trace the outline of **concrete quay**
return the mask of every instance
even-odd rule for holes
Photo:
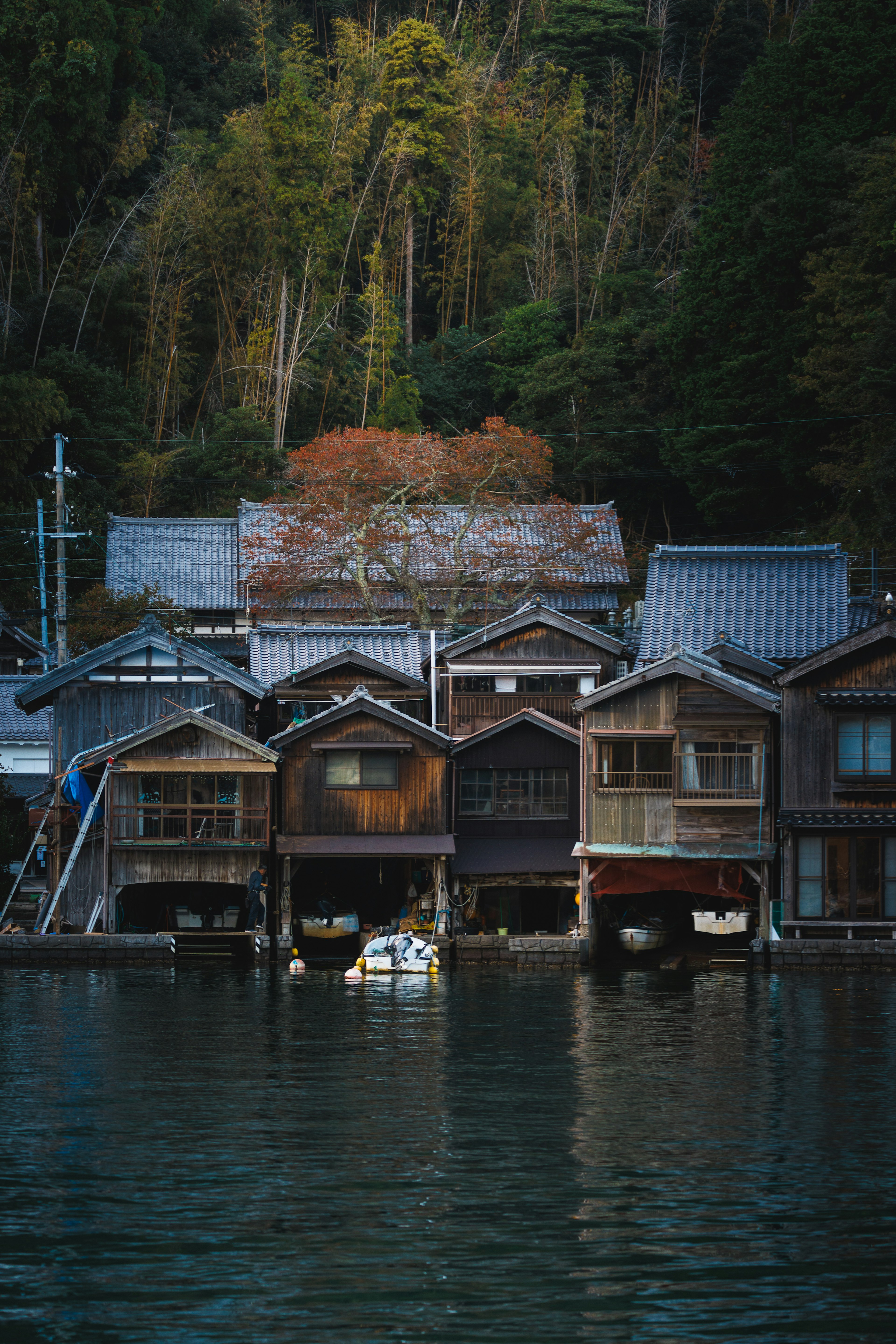
[[[516,966],[587,966],[590,938],[467,934],[454,939],[459,966],[502,962]]]

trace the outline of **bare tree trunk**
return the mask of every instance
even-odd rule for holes
[[[38,253],[38,293],[43,294],[43,211],[38,211],[38,238],[35,241]]]
[[[414,215],[410,204],[404,241],[404,344],[408,349],[414,344]]]
[[[283,343],[286,340],[286,271],[279,286],[279,317],[277,320],[277,399],[274,402],[274,452],[279,453],[283,438]]]

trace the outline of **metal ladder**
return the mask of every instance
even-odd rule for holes
[[[23,876],[24,876],[24,871],[26,871],[26,868],[28,867],[28,863],[31,862],[31,855],[32,855],[32,853],[35,852],[35,849],[38,848],[38,839],[39,839],[39,836],[40,836],[40,832],[42,832],[42,831],[43,831],[43,828],[46,827],[46,824],[47,824],[47,817],[50,816],[50,813],[51,813],[51,812],[52,812],[52,802],[50,804],[50,806],[48,806],[48,808],[47,808],[47,810],[44,812],[43,817],[42,817],[42,820],[40,820],[40,825],[38,827],[38,829],[36,829],[36,831],[35,831],[35,833],[34,833],[34,840],[31,841],[31,848],[28,849],[27,855],[26,855],[26,856],[24,856],[24,859],[23,859],[23,863],[21,863],[21,867],[19,868],[19,875],[17,875],[16,880],[15,880],[15,882],[12,883],[12,888],[11,888],[11,891],[9,891],[9,895],[7,896],[7,903],[5,903],[5,906],[3,907],[3,910],[0,910],[0,925],[3,923],[3,917],[5,915],[7,910],[9,909],[9,902],[12,900],[12,898],[13,898],[13,896],[15,896],[15,894],[16,894],[16,887],[17,887],[17,886],[19,886],[19,883],[21,882],[21,879],[23,879]]]
[[[94,793],[94,796],[90,800],[90,804],[87,806],[87,810],[83,814],[83,820],[82,820],[81,827],[78,829],[78,835],[75,836],[75,843],[73,844],[71,853],[69,855],[69,862],[67,862],[67,864],[64,867],[62,878],[59,879],[59,886],[56,887],[56,890],[54,891],[54,894],[47,899],[46,905],[42,907],[42,910],[40,910],[40,913],[38,915],[38,919],[35,922],[35,926],[34,926],[34,931],[35,933],[46,933],[47,929],[50,927],[50,921],[52,919],[52,911],[56,909],[56,903],[59,900],[59,896],[66,890],[66,886],[69,883],[69,878],[71,876],[71,870],[75,866],[78,855],[81,853],[81,847],[85,843],[85,836],[87,835],[87,831],[90,829],[90,824],[93,821],[94,812],[97,810],[97,806],[99,805],[99,797],[101,797],[102,792],[106,788],[106,780],[109,778],[109,771],[110,770],[111,770],[111,761],[106,761],[106,769],[102,773],[102,780],[99,781],[99,788]]]

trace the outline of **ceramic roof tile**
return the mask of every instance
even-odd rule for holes
[[[647,564],[638,664],[719,630],[764,659],[801,659],[849,628],[846,555],[830,546],[658,546]]]
[[[447,638],[447,632],[437,630],[437,648]],[[420,663],[429,656],[430,634],[403,625],[262,625],[249,632],[249,667],[258,681],[273,685],[349,646],[407,676],[423,679]]]
[[[187,609],[236,607],[235,517],[110,517],[106,587],[157,587]]]
[[[545,520],[551,507],[549,504],[524,505],[513,509],[505,517],[482,519],[472,528],[470,535],[476,538],[480,546],[485,542],[486,544],[500,547],[512,540],[516,547],[531,548],[535,552],[540,546],[545,544]],[[622,552],[622,538],[615,509],[610,504],[580,504],[576,505],[576,509],[583,520],[598,524],[600,544],[592,551],[576,556],[575,560],[562,563],[555,575],[556,582],[586,585],[627,583],[629,573]],[[446,548],[449,547],[463,517],[465,511],[462,507],[445,504],[427,513],[426,524],[416,524],[415,535],[420,539],[420,556],[416,573],[420,579],[437,581],[439,574],[445,573],[445,566],[437,563],[433,558],[433,550],[438,551],[439,544],[443,544]],[[247,538],[270,536],[271,530],[279,520],[281,515],[278,509],[243,503],[243,507],[239,509],[240,543]],[[414,528],[414,519],[411,519],[411,526]],[[426,544],[423,544],[424,536],[427,539]],[[240,577],[244,577],[242,571]],[[387,578],[386,571],[376,574],[373,570],[371,571],[371,577],[377,581]]]
[[[0,676],[0,739],[4,742],[50,742],[52,714],[38,710],[26,714],[16,706],[16,691],[34,685],[38,677]]]

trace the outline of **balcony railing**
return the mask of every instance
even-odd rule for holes
[[[568,695],[453,695],[451,696],[451,737],[465,738],[481,728],[490,727],[501,719],[509,719],[520,710],[539,710],[560,723],[576,723],[572,702],[578,692]]]
[[[111,843],[136,845],[267,844],[267,808],[116,805],[111,809]]]
[[[676,753],[674,796],[707,802],[756,802],[763,796],[763,763],[752,753]]]
[[[594,793],[672,793],[672,770],[594,770]]]

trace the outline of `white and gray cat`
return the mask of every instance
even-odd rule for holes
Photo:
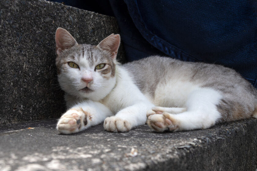
[[[57,123],[61,133],[103,121],[108,131],[127,131],[146,122],[163,132],[257,118],[257,90],[233,70],[159,56],[122,66],[116,60],[120,40],[113,34],[96,46],[79,44],[57,29],[58,80],[69,109]]]

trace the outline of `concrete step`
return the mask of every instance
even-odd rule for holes
[[[56,79],[55,30],[63,27],[79,43],[97,44],[118,33],[116,19],[45,1],[0,1],[0,8],[1,170],[256,169],[254,119],[175,133],[143,125],[112,133],[102,124],[59,134],[56,120],[46,120],[59,117],[65,108]]]
[[[0,8],[0,125],[59,117],[65,107],[57,79],[56,28],[97,45],[119,32],[116,19],[43,0],[1,0]]]
[[[210,129],[158,133],[147,125],[128,132],[102,124],[59,134],[50,120],[0,126],[0,168],[26,170],[248,171],[257,168],[257,120]],[[28,128],[33,129],[28,129]],[[132,148],[137,154],[131,153]]]

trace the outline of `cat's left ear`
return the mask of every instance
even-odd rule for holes
[[[119,35],[112,34],[100,42],[96,47],[110,52],[113,59],[116,58],[120,46],[121,38]]]

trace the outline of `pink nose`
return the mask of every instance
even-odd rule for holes
[[[83,76],[81,79],[88,83],[93,81],[93,77],[91,76]]]

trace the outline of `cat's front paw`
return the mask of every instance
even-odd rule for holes
[[[72,109],[61,116],[56,128],[62,134],[77,133],[85,128],[88,123],[87,118],[90,117],[89,114],[82,108]]]
[[[127,121],[115,116],[105,119],[103,124],[104,130],[110,132],[125,132],[131,129],[131,125]]]
[[[150,128],[158,132],[176,131],[178,128],[178,122],[172,115],[166,112],[151,115],[148,116],[147,123]]]

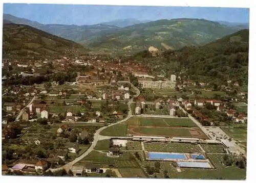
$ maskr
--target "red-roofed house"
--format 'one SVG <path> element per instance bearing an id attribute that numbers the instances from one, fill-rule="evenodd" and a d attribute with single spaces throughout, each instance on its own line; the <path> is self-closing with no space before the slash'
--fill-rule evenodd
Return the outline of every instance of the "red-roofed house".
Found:
<path id="1" fill-rule="evenodd" d="M 228 117 L 232 117 L 236 113 L 236 110 L 230 110 L 227 111 L 227 115 Z"/>
<path id="2" fill-rule="evenodd" d="M 35 169 L 37 171 L 39 170 L 45 170 L 47 168 L 48 162 L 44 160 L 38 161 L 35 165 Z"/>

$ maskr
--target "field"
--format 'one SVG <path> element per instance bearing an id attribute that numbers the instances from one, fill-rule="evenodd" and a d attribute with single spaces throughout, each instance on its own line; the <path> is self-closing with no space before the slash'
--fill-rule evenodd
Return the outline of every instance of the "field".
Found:
<path id="1" fill-rule="evenodd" d="M 200 144 L 205 152 L 226 153 L 224 146 L 221 144 Z"/>
<path id="2" fill-rule="evenodd" d="M 128 150 L 142 150 L 141 143 L 136 141 L 128 141 L 127 142 L 126 147 L 125 149 Z"/>
<path id="3" fill-rule="evenodd" d="M 123 152 L 119 158 L 110 158 L 106 153 L 93 151 L 86 157 L 77 163 L 77 165 L 92 163 L 99 164 L 104 167 L 109 167 L 112 165 L 115 168 L 138 167 L 138 165 L 134 160 L 133 155 L 129 152 Z"/>
<path id="4" fill-rule="evenodd" d="M 95 150 L 108 150 L 110 147 L 110 141 L 109 139 L 102 140 L 97 142 L 94 147 Z"/>
<path id="5" fill-rule="evenodd" d="M 198 145 L 190 143 L 151 142 L 144 143 L 144 146 L 148 151 L 202 152 Z"/>
<path id="6" fill-rule="evenodd" d="M 193 137 L 207 139 L 199 128 L 129 125 L 127 134 L 141 136 Z"/>
<path id="7" fill-rule="evenodd" d="M 132 117 L 125 122 L 108 127 L 100 135 L 109 136 L 146 135 L 207 138 L 189 118 Z"/>
<path id="8" fill-rule="evenodd" d="M 246 105 L 242 105 L 242 106 L 238 106 L 236 105 L 236 109 L 238 112 L 240 113 L 247 113 L 247 106 Z"/>
<path id="9" fill-rule="evenodd" d="M 81 110 L 80 106 L 77 105 L 72 106 L 49 106 L 49 108 L 51 114 L 64 114 L 68 110 L 71 110 L 73 113 L 77 113 Z"/>
<path id="10" fill-rule="evenodd" d="M 118 171 L 123 177 L 147 177 L 141 168 L 120 168 Z"/>
<path id="11" fill-rule="evenodd" d="M 125 123 L 118 124 L 103 130 L 100 135 L 105 136 L 124 137 L 126 136 L 127 125 Z"/>
<path id="12" fill-rule="evenodd" d="M 197 124 L 188 118 L 153 118 L 132 117 L 126 121 L 126 123 L 129 125 L 141 126 L 197 127 Z"/>
<path id="13" fill-rule="evenodd" d="M 215 95 L 219 95 L 220 96 L 225 96 L 226 95 L 225 93 L 223 91 L 205 91 L 203 90 L 194 90 L 194 94 L 190 96 L 190 97 L 195 97 L 195 91 L 198 91 L 199 92 L 201 92 L 202 94 L 199 94 L 197 95 L 201 98 L 213 98 L 215 96 Z"/>
<path id="14" fill-rule="evenodd" d="M 246 128 L 225 128 L 222 129 L 229 137 L 237 141 L 247 141 L 247 129 Z"/>

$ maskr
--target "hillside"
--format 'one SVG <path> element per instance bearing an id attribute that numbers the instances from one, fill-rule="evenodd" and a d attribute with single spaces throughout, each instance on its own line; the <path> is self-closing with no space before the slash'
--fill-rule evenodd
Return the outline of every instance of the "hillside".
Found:
<path id="1" fill-rule="evenodd" d="M 91 25 L 65 25 L 61 24 L 42 24 L 25 18 L 4 14 L 4 20 L 16 24 L 28 25 L 51 34 L 77 42 L 88 41 L 94 37 L 111 33 L 119 29 L 117 27 L 103 24 Z"/>
<path id="2" fill-rule="evenodd" d="M 3 57 L 54 55 L 74 50 L 84 51 L 82 46 L 31 27 L 5 24 L 3 31 Z"/>
<path id="3" fill-rule="evenodd" d="M 205 45 L 186 46 L 152 57 L 145 50 L 123 59 L 148 63 L 152 73 L 167 76 L 183 73 L 198 82 L 224 84 L 227 80 L 247 85 L 249 30 L 243 30 Z"/>
<path id="4" fill-rule="evenodd" d="M 135 18 L 127 18 L 102 22 L 101 24 L 116 26 L 119 28 L 125 28 L 126 27 L 133 25 L 136 24 L 143 23 L 150 21 L 150 20 L 139 20 Z"/>
<path id="5" fill-rule="evenodd" d="M 240 30 L 204 19 L 159 20 L 120 29 L 88 45 L 102 52 L 130 54 L 150 46 L 166 49 L 201 45 Z"/>

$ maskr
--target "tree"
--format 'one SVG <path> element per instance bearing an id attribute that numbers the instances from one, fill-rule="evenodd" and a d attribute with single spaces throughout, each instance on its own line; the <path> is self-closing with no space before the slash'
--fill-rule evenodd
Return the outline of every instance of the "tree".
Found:
<path id="1" fill-rule="evenodd" d="M 71 170 L 69 170 L 69 172 L 68 172 L 68 175 L 70 176 L 74 176 L 74 174 L 73 173 L 73 172 Z"/>
<path id="2" fill-rule="evenodd" d="M 244 169 L 245 168 L 245 163 L 244 160 L 240 160 L 238 161 L 238 168 L 241 168 L 241 169 Z"/>
<path id="3" fill-rule="evenodd" d="M 165 178 L 169 178 L 169 175 L 168 174 L 168 171 L 167 171 L 167 170 L 164 170 L 163 171 L 163 175 L 164 175 L 164 177 L 165 177 Z"/>
<path id="4" fill-rule="evenodd" d="M 74 133 L 72 134 L 69 138 L 71 142 L 76 142 L 77 139 L 76 134 Z"/>

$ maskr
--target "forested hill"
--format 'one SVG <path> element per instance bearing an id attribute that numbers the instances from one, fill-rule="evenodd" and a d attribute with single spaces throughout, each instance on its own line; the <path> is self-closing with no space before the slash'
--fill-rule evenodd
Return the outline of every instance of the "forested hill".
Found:
<path id="1" fill-rule="evenodd" d="M 29 25 L 13 23 L 3 25 L 3 57 L 8 56 L 56 56 L 72 51 L 83 51 L 84 48 L 74 42 Z"/>
<path id="2" fill-rule="evenodd" d="M 147 51 L 124 60 L 148 62 L 151 72 L 183 72 L 199 82 L 216 84 L 227 80 L 248 82 L 249 30 L 243 30 L 202 46 L 186 46 L 154 58 Z"/>

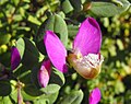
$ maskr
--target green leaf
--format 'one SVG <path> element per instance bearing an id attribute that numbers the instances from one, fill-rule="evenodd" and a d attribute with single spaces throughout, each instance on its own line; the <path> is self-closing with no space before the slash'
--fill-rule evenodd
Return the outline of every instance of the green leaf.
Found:
<path id="1" fill-rule="evenodd" d="M 97 16 L 114 16 L 127 11 L 129 7 L 130 2 L 128 0 L 114 0 L 114 2 L 92 2 L 91 11 Z"/>
<path id="2" fill-rule="evenodd" d="M 11 35 L 10 34 L 0 34 L 0 45 L 8 44 L 10 42 Z"/>
<path id="3" fill-rule="evenodd" d="M 83 100 L 83 92 L 80 91 L 72 91 L 69 95 L 62 97 L 62 100 L 58 104 L 81 104 Z"/>
<path id="4" fill-rule="evenodd" d="M 37 79 L 37 73 L 38 73 L 39 68 L 40 66 L 35 67 L 32 70 L 32 82 L 37 88 L 39 88 L 39 83 Z M 45 94 L 52 94 L 52 93 L 58 92 L 63 84 L 64 84 L 64 77 L 62 72 L 58 71 L 57 69 L 52 69 L 49 84 L 46 88 L 39 89 L 39 91 L 41 91 Z"/>
<path id="5" fill-rule="evenodd" d="M 34 101 L 34 104 L 53 104 L 58 97 L 59 92 L 52 94 L 44 94 L 38 100 Z"/>
<path id="6" fill-rule="evenodd" d="M 25 93 L 23 90 L 22 90 L 22 95 L 23 95 L 23 100 L 25 100 L 25 101 L 34 101 L 36 99 L 39 99 L 39 96 L 32 96 L 32 95 Z"/>
<path id="7" fill-rule="evenodd" d="M 34 18 L 33 15 L 28 15 L 27 20 L 36 25 L 40 25 L 40 21 L 37 20 L 37 18 Z"/>
<path id="8" fill-rule="evenodd" d="M 57 33 L 57 35 L 59 35 L 63 45 L 64 46 L 67 45 L 68 27 L 67 27 L 64 20 L 60 15 L 58 14 L 51 15 L 46 22 L 41 24 L 37 33 L 37 36 L 36 36 L 38 42 L 43 39 L 43 36 L 47 30 L 50 30 Z"/>
<path id="9" fill-rule="evenodd" d="M 39 91 L 39 89 L 34 83 L 25 85 L 24 91 L 28 95 L 35 96 L 35 97 L 43 94 L 43 92 Z"/>
<path id="10" fill-rule="evenodd" d="M 0 81 L 0 96 L 7 96 L 10 93 L 11 93 L 10 81 Z"/>
<path id="11" fill-rule="evenodd" d="M 60 90 L 60 85 L 58 84 L 48 84 L 46 88 L 41 88 L 40 91 L 45 94 L 52 94 Z"/>
<path id="12" fill-rule="evenodd" d="M 70 0 L 70 2 L 73 5 L 75 12 L 80 12 L 82 10 L 81 0 Z"/>
<path id="13" fill-rule="evenodd" d="M 27 38 L 20 38 L 16 42 L 16 47 L 20 51 L 23 65 L 33 67 L 38 62 L 39 53 L 33 42 Z"/>
<path id="14" fill-rule="evenodd" d="M 11 102 L 11 99 L 10 99 L 9 96 L 4 96 L 2 101 L 3 101 L 2 104 L 13 104 L 13 103 Z M 0 104 L 1 104 L 1 103 L 0 103 Z"/>
<path id="15" fill-rule="evenodd" d="M 76 33 L 79 31 L 79 26 L 78 25 L 68 25 L 68 34 L 69 34 L 69 37 L 74 37 L 76 36 Z"/>

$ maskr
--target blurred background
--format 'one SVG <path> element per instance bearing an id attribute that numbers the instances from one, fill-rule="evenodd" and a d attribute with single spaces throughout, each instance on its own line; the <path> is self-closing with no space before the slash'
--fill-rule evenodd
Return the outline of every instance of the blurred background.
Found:
<path id="1" fill-rule="evenodd" d="M 121 2 L 117 4 L 122 7 Z M 131 8 L 122 12 L 115 12 L 111 8 L 104 12 L 96 10 L 91 0 L 0 0 L 0 63 L 10 68 L 10 51 L 16 39 L 27 37 L 34 41 L 49 15 L 59 14 L 64 19 L 67 48 L 71 48 L 80 23 L 93 16 L 103 33 L 100 53 L 105 61 L 102 72 L 93 80 L 85 80 L 78 73 L 66 76 L 66 84 L 57 101 L 72 90 L 82 89 L 82 104 L 87 104 L 88 93 L 98 86 L 102 91 L 99 104 L 131 104 Z"/>

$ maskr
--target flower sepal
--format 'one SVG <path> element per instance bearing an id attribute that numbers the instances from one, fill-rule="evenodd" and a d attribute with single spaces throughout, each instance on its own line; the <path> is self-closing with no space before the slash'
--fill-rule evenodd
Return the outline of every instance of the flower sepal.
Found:
<path id="1" fill-rule="evenodd" d="M 104 58 L 99 54 L 88 54 L 87 56 L 68 55 L 68 61 L 74 70 L 85 79 L 94 79 L 100 73 Z"/>

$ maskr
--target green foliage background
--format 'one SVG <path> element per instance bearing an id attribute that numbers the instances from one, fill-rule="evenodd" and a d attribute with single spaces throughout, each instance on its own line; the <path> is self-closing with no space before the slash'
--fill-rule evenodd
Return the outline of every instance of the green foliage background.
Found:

(What you should do):
Report every line of the listing that contains the word "background", copying each such line in full.

(Solution to the problem):
--target blurred background
Return the outline of every instance of the blurred background.
--target green foliage background
Return the outline of every instance of the green foliage background.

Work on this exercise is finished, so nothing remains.